==== DATA SUPPLIED ====
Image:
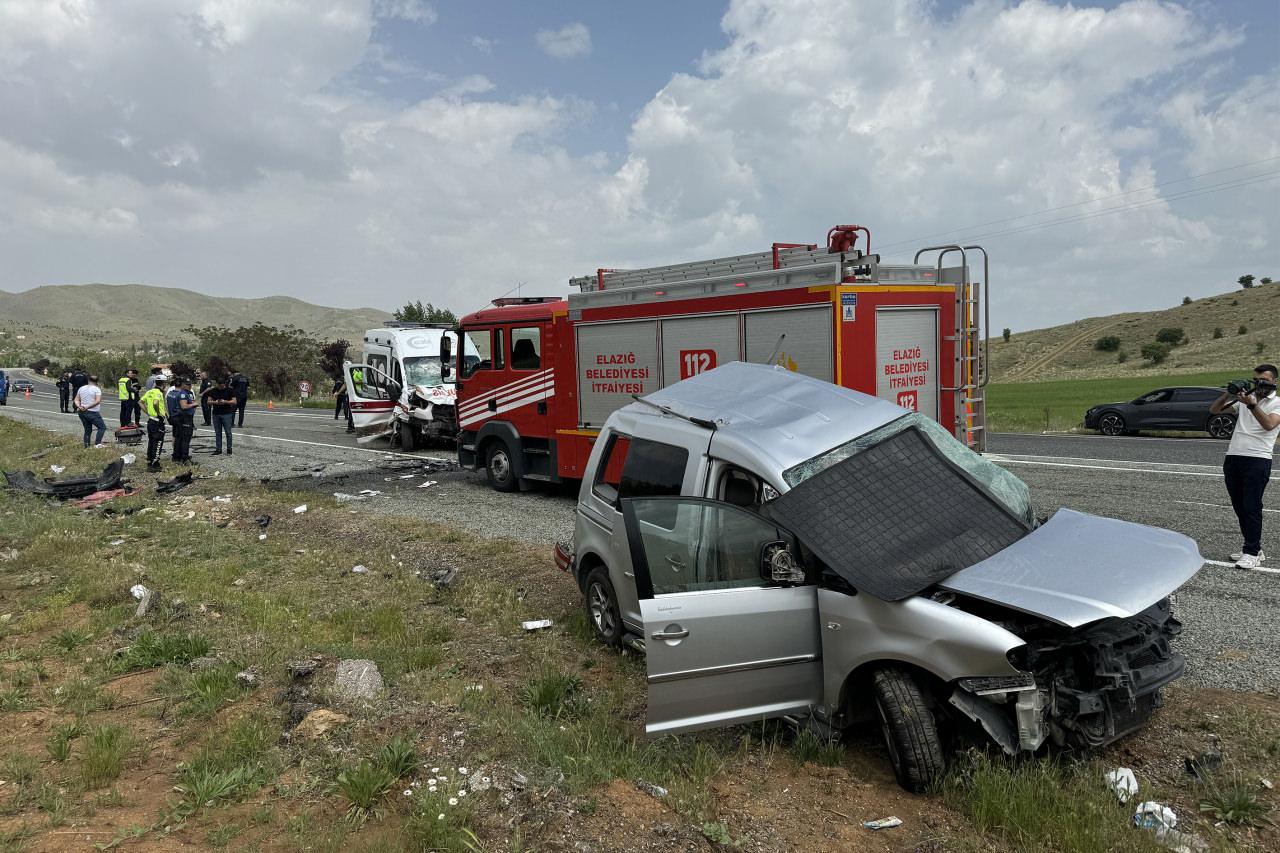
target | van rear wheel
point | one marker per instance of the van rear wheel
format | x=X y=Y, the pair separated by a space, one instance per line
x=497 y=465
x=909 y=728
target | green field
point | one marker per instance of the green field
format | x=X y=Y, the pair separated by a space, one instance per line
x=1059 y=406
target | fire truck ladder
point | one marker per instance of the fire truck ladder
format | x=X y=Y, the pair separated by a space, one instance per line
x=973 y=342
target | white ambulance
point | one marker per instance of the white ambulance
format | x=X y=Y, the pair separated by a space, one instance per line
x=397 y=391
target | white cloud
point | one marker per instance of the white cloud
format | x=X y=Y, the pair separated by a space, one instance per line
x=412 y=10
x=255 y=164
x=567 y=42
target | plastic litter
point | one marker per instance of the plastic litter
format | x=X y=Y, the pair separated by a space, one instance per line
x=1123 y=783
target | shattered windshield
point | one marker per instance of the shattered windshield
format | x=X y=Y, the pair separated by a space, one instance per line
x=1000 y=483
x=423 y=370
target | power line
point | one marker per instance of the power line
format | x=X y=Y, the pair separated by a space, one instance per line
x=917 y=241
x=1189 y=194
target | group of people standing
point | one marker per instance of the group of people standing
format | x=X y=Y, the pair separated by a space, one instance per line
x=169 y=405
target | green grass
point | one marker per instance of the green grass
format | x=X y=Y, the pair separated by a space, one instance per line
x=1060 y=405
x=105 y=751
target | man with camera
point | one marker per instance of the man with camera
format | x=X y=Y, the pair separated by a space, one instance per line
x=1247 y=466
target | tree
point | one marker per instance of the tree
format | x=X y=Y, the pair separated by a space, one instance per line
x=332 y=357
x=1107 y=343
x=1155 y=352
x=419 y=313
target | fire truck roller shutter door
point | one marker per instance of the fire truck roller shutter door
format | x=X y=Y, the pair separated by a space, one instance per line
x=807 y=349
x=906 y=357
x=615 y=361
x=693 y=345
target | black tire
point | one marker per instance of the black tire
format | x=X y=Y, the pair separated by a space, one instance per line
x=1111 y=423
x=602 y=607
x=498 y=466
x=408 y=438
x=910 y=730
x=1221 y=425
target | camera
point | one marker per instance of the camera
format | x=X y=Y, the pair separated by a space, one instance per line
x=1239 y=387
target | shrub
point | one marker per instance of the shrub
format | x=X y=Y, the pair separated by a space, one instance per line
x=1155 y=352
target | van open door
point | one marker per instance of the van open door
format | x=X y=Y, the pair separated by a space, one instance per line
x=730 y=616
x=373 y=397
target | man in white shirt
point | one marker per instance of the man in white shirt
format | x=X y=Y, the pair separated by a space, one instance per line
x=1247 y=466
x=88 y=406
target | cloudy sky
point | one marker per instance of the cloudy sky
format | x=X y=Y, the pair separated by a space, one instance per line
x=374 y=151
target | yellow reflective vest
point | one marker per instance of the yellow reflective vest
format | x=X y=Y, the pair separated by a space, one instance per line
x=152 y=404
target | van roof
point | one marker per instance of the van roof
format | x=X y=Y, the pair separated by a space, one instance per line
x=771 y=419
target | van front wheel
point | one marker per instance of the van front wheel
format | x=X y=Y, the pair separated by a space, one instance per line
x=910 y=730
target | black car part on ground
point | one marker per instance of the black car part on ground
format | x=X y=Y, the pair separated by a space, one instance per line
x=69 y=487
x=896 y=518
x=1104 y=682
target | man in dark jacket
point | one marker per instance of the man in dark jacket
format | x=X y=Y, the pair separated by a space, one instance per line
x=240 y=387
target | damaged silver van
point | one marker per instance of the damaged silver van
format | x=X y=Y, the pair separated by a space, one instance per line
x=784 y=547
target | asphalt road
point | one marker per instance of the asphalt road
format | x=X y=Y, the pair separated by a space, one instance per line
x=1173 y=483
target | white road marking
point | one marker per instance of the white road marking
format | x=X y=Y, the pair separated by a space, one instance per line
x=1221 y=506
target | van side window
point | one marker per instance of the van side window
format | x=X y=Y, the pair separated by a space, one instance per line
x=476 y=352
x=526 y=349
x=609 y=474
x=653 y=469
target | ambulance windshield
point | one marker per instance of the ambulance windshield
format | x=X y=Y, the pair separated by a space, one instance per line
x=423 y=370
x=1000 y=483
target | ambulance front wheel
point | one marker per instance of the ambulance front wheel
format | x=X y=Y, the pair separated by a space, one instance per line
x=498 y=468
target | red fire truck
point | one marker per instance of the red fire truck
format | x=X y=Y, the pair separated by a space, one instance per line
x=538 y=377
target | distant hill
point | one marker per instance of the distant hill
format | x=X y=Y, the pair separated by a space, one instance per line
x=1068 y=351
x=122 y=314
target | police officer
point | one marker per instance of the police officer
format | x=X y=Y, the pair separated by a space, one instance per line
====
==== DATA SUPPLIED ====
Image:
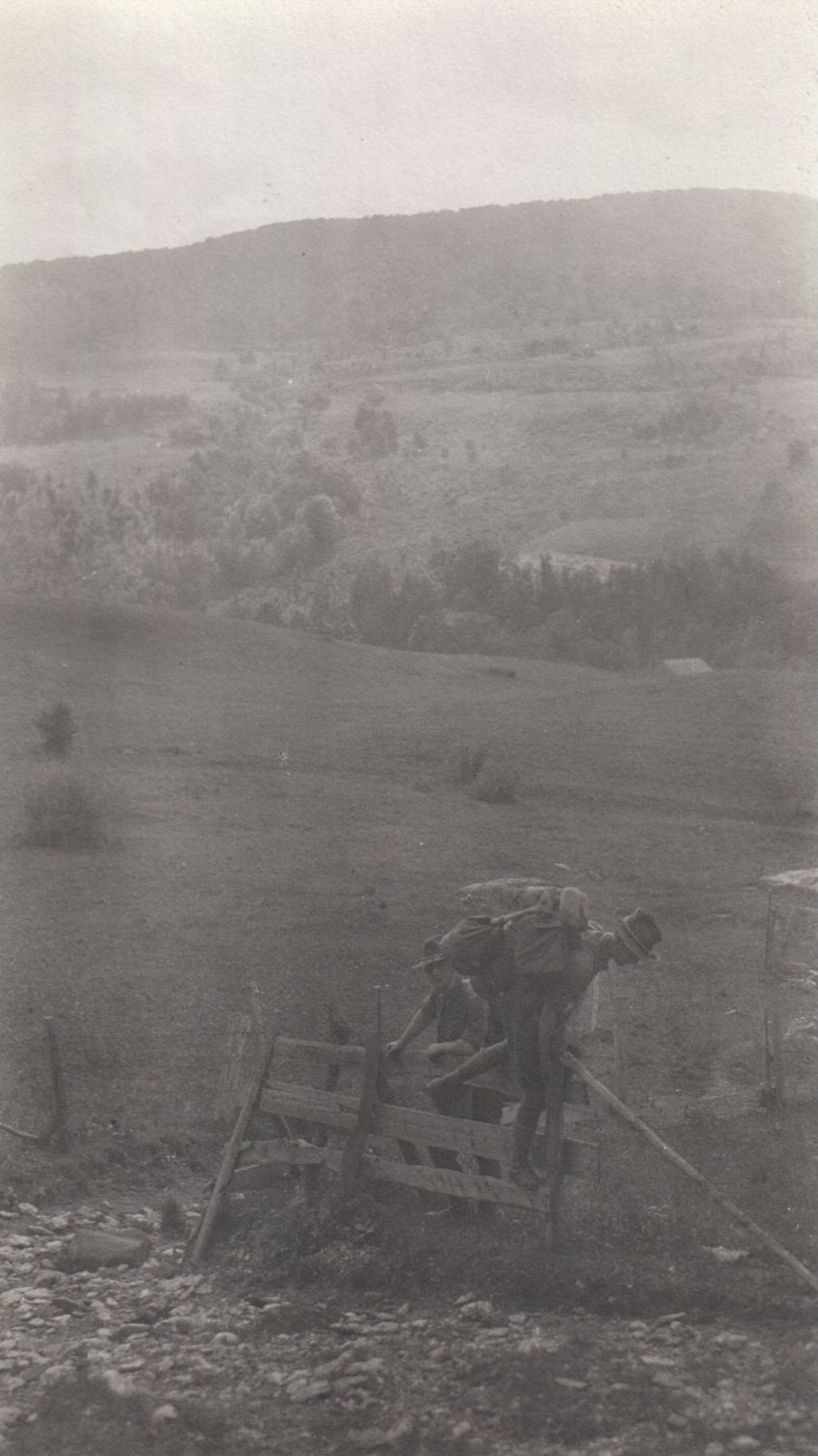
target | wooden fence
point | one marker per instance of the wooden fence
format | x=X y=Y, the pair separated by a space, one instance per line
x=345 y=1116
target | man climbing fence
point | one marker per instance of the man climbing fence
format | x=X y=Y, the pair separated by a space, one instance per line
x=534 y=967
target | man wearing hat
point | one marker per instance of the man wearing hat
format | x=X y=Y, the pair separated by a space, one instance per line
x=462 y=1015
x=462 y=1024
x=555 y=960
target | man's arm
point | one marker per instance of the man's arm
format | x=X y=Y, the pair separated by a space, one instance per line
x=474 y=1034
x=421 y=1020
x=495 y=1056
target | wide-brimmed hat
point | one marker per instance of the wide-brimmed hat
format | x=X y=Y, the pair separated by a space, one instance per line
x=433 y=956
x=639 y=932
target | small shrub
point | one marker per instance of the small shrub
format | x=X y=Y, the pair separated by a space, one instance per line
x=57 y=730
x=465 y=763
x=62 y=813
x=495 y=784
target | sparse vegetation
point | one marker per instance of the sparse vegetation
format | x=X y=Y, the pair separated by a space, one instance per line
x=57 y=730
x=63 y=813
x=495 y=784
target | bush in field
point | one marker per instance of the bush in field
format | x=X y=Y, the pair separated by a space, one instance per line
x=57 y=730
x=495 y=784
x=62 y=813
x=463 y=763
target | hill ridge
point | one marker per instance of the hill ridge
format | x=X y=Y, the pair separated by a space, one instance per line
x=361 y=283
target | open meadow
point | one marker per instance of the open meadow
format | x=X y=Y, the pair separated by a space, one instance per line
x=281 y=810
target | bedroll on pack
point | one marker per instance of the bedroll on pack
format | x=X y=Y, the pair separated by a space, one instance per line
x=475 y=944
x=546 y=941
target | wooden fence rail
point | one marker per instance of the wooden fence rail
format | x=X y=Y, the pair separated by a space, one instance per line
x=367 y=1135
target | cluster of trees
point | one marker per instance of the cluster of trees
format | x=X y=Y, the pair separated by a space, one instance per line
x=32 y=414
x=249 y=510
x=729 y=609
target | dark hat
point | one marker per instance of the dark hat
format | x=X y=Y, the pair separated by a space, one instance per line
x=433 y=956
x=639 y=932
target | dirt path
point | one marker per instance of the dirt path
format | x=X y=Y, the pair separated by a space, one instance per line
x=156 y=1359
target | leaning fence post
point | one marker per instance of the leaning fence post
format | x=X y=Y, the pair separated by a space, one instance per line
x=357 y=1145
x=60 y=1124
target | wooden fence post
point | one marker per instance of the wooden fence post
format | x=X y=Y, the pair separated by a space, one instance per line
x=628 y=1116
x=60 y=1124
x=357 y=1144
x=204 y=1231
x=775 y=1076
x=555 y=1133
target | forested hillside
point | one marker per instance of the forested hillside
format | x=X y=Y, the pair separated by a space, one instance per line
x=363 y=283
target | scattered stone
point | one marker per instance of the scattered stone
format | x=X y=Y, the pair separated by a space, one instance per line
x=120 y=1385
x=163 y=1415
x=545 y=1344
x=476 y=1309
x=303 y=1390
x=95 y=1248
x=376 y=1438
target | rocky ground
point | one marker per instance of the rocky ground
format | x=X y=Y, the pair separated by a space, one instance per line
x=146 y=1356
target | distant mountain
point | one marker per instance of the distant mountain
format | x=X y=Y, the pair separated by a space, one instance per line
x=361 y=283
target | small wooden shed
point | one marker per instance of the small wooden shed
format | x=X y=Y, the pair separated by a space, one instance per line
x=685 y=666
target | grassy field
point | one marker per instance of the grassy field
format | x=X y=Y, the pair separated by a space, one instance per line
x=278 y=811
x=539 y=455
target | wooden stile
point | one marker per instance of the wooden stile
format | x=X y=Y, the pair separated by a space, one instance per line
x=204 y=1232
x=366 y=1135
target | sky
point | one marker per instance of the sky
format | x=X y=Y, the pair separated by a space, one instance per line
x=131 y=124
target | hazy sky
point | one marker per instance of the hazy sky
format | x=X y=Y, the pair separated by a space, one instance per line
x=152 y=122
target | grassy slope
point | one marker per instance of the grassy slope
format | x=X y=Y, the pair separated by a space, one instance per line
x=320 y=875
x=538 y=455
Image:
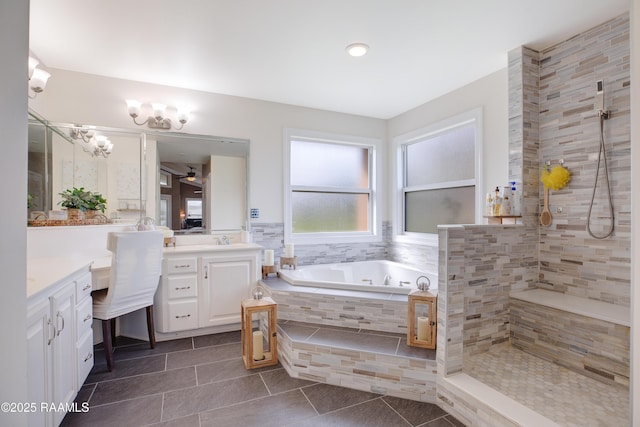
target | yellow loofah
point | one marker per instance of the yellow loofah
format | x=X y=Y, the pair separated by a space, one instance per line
====
Rewrite the records above, from the line with "target | cluster of trees" to the line with "x=156 y=1359", as a JSON list of strings with one string per line and no blank lines.

[
  "target | cluster of trees",
  "point | one marker per instance of the cluster of trees",
  "format | x=X y=Y, the pair separated by a space, one instance per line",
  "x=32 y=414",
  "x=249 y=510",
  "x=729 y=609",
  "target | dark hat",
  "point | one marker per instance of the dark hat",
  "format | x=X y=Y, the pair separated by a space, one instance per line",
  "x=433 y=956",
  "x=639 y=932",
  "target | dirt path",
  "point | one marker per instance of the dirt path",
  "format | x=X y=Y, the pair separated by a space, one instance per line",
  "x=156 y=1359"
]